Supplied data: Begin

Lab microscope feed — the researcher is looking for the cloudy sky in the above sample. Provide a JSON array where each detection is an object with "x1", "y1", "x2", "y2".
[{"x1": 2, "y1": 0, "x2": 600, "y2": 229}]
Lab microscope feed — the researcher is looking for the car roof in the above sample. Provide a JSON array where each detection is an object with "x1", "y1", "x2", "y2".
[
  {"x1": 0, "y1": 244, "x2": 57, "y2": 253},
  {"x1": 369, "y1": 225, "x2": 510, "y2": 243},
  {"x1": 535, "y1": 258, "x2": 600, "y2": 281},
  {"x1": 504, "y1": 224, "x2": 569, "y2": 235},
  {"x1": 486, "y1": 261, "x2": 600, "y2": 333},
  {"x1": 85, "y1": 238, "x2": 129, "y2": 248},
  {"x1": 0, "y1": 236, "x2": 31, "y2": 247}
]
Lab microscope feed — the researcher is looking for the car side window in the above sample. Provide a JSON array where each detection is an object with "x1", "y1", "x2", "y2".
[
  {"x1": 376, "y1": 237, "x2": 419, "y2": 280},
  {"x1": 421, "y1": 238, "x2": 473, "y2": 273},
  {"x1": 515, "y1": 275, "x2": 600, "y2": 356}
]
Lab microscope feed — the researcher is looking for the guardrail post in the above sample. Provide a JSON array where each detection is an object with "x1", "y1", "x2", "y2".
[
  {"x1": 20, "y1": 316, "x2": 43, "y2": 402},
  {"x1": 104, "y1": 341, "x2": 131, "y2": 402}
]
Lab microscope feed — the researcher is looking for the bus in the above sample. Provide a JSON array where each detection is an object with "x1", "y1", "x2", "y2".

Supplied data: End

◆ Problem requirements ◆
Would you repeat each line above exactly as it stands?

◆ Exercise solution ◆
Lab microscope feed — the researcher is looking for the cloudy sky in the above sample. Provide a JSON array where each detection is an object with "x1", "y1", "x2", "y2".
[{"x1": 2, "y1": 0, "x2": 600, "y2": 229}]
Lab microscope feed — the researcher is looking for the car roof in the above sample. Provide a JSON array where each detection is an object with "x1", "y1", "x2", "y2".
[
  {"x1": 0, "y1": 244, "x2": 57, "y2": 253},
  {"x1": 369, "y1": 225, "x2": 510, "y2": 243},
  {"x1": 535, "y1": 258, "x2": 600, "y2": 281},
  {"x1": 504, "y1": 224, "x2": 569, "y2": 235},
  {"x1": 486, "y1": 261, "x2": 600, "y2": 333},
  {"x1": 85, "y1": 238, "x2": 129, "y2": 248},
  {"x1": 0, "y1": 236, "x2": 31, "y2": 247}
]
Lab microscope feed — the researcher is looking for the car side window in the above sample. Provide a JSON array where each detection is an object with "x1", "y1", "x2", "y2".
[
  {"x1": 376, "y1": 237, "x2": 419, "y2": 280},
  {"x1": 421, "y1": 238, "x2": 473, "y2": 273},
  {"x1": 515, "y1": 275, "x2": 600, "y2": 356}
]
Lab microscope feed — the researcher is looking for the guardrail post in the above sample. Provide a JSON array where each detection is an object with "x1", "y1", "x2", "y2".
[
  {"x1": 20, "y1": 316, "x2": 43, "y2": 402},
  {"x1": 104, "y1": 341, "x2": 131, "y2": 402}
]
Lab microscope feed — the researcher is looking for the bus in the above sample. Provide a JSON array where each detection is an object with "x1", "y1", "x2", "y2".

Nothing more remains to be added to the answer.